Text:
Okay I went to computer and C drive and properties and tools...this time I also checked the option for it to check sectors and fix those (I do not think I checked that box before). So it is doing I guess what would be called a complete disk check including sectors...


----------



## John415 (Nov 10, 2012)

...I am beginning to think (but I do not know what is inside a hard drive) that something inside that hard drive has some sort of lever that must move because that is what it sounds like when you hit the start button - something moves somewhere as if something is being placed somewhere....and my thought is that whatever is moving is somehow not completing the entire move to make a solid boot up connection. As if it moves partially into place but then gets stuck before it makes a solid connect. In theory...Imagine this and this is sort of what I mean> Remember those old out of date record players with the easily breakable 33 speed and 45 speed records from WAY back in the 50's and 60's...'Phonographs' I think they called them. Well you use to have to move that arm with the needle on it and sit it on the record for it to play - and where ever you sat it is where it began to play on the spinning disk. Well then they created the mechanical arm that once you turned the machine on the record wheel would spin and then it would drop the record onto the spinning wheel and the playing arm with the needle that sat on the record would automatically move into play at the beginning and then sit slowly down onto the record and it would begin to play sound. Well...this is what it seems like to me> Inside of something/some/where on this machine - it sounds as if something is moving and not quite completing its intended task each time - which logically (to me) would be that final connection (like the arm of the phonograph sitting completely down so that the sound will play from the record and the needle contact). So to me, it as if that arm is moving over across something and then when it is suppose to 'drop' onto a surface - it fails to do so - thereby NOT making the window of the computer boot up and light up. Does this make any logical sense to you guys that know more about this computer stuff? So is there an arm or movable part somewhere (besides the wheel of the DVD player) that could be moving the moment I hit the power button but it fails to complete its cycle and make full contact? - And thereby as I keep doing it over and over it sometimes is successful and makes that contact and boots the computer by completing its intended contact?

Data block:
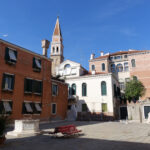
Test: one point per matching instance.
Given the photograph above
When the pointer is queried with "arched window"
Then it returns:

Given task:
Please answer these from the forum text:
(a) What option did the writer check this time when running the disk check on the C drive?
(b) Which two record speeds does the phonograph comparison mention?
(c) On what date did John415 post?

Problem solution:
(a) The option to check sectors and fix them.
(b) 33 and 45.
(c) Nov 10, 2012.